Thursday, July 23, 2009

'He never came back'

This is something people like Black Coffee and others cannot comprehend, the immediateness, the proximity of crime to you every single moment in South Africa. At any moment, day or night, the "call" will come that someone you love or know has been killed or attacked. Most of us have had the call [that] I doubt most foreigners have.

To them crime is something that happens to others. You can think like that. Not in South Africa. In South Africa crime happens to everyone and it is only a matter of when, not if, it will happen to you.

Here was an individual doing a mundane task, tied his shoelaces in the morning, brushed his teeth, set off for the day's chores, and by the same evening he is lying dead, murdered, on a cold metal slab in a mortuary. It is this people, listen up BC and others, that keeps me going every single day when I think the battle is lost. I won't stop telling the world of the nightmare of post-apartheid South Africa, not until we South Africans enjoy the same rights and freedoms foreigners take for granted.

One more life snuffed out, a chemical engineer, a father of three young babies, a husband, another statistic. What a waste of a productive human life. And for what? His death will be forgotten by tomorrow because another FIFTY South Africans will join him tomorrow. Dammit to hell I am mad!!


Durban - Bluff businessman and chemical engineer Craig Marais bade his friend farewell, saying he would see him soon.

The 40-year-old father of triplets was headed for the Warwick Junction taxi rank to drop off an employee.

"He dropped me at home and said he would see me just now," said Clinton Sayers, a friend since childhood. "He never came back."

Paramedics found Marais slumped over the steering wheel of his VW Touareg, with a single gunshot wound to his chest, in David Webster (Leopold) Street. He was shot in a bungled hijacking on Monday night.

### [Entries supplied]
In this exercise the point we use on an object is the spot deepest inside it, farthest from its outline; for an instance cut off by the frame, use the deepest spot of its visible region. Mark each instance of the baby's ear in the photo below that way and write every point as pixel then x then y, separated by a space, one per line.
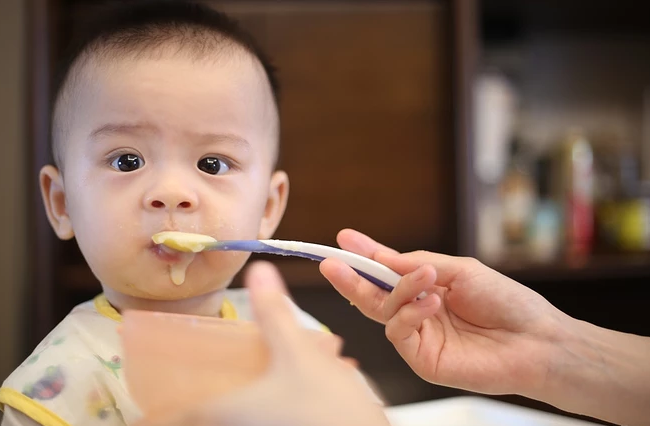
pixel 53 194
pixel 275 204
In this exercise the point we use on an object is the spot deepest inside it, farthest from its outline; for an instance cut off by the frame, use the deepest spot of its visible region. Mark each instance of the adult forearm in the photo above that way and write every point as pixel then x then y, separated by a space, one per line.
pixel 600 373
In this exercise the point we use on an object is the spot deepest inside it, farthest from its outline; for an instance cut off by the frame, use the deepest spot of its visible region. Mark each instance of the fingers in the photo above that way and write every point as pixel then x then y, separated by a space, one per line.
pixel 272 310
pixel 359 243
pixel 447 267
pixel 423 279
pixel 402 327
pixel 367 297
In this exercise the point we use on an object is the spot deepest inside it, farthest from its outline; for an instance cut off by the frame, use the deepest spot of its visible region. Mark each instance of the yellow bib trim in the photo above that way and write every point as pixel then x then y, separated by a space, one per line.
pixel 30 408
pixel 104 307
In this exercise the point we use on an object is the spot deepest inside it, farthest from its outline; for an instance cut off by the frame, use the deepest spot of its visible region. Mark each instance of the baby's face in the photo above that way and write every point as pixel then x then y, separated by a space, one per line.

### [Questions on the material]
1. Retype the blog post on crime in South Africa from "Durban - Bluff" to "off an employee.".
2. In the blog post on crime in South Africa, where was Craig Marais headed when he left his friend?
3. Write a continuation of the blog post on crime in South Africa, starting after its final sentence.
The entries after the blog post on crime in South Africa are separate material and have no connection to it.

### [Set of answers]
1.
Durban - Bluff businessman and chemical engineer Craig Marais bade his friend farewell, saying he would see him soon.

The 40-year-old father of triplets was headed for the Warwick Junction taxi rank to drop off an employee.

2. He was headed for the Warwick Junction taxi rank to drop off an employee.

3.
The father of 1-year-old triplets - Hannah, Angelica and Gabriella - was employed by the Engen Refinery and co-owned two franchises of The Firm, a health facility, with his wife, Princess. The victim's father, Samuel Marais, 77, and Princess - who was in hospital recovering from an infection - were the first relatives to arrive at the murder scene.

Samuel was overcome with emotion while speaking to the Daily News at his Wentworth home about his son on Tuesday night.

3 Opinion(s):

Anonymous said...

Thanks for not giving up! Keep telling us here abroad and we will spread the terrible truth further by word of mouth to everybody we come in contact with. The whole damn world must become aware of what is happening in the once so prosperous South Africa.
I hate this new so-called government and its followers.
Roll-on 2010, the truth will come out for sure as they transport the victims home!

Anonymous said...

The bastarts, another three little children have to face the world without ever knowing their father.
And worst of all, the odds are very good the killers will never even end up in jail.
A country without Law and Order is lost!

Lindsay said...

It's disgusting how cheap life is in South Africa. My 65-year old neighbour was murdered & my other neighbours wife is paralysed because of a botched highjacking!I'm now living in the UK but people here don't seem to believe me when I tell them what is really happening in South Africa! When are world leaders going to wake up to the fact that the ANC government is destroying a beautiful country! The 2010 World Cup might be the eye-opener which the world needs to see.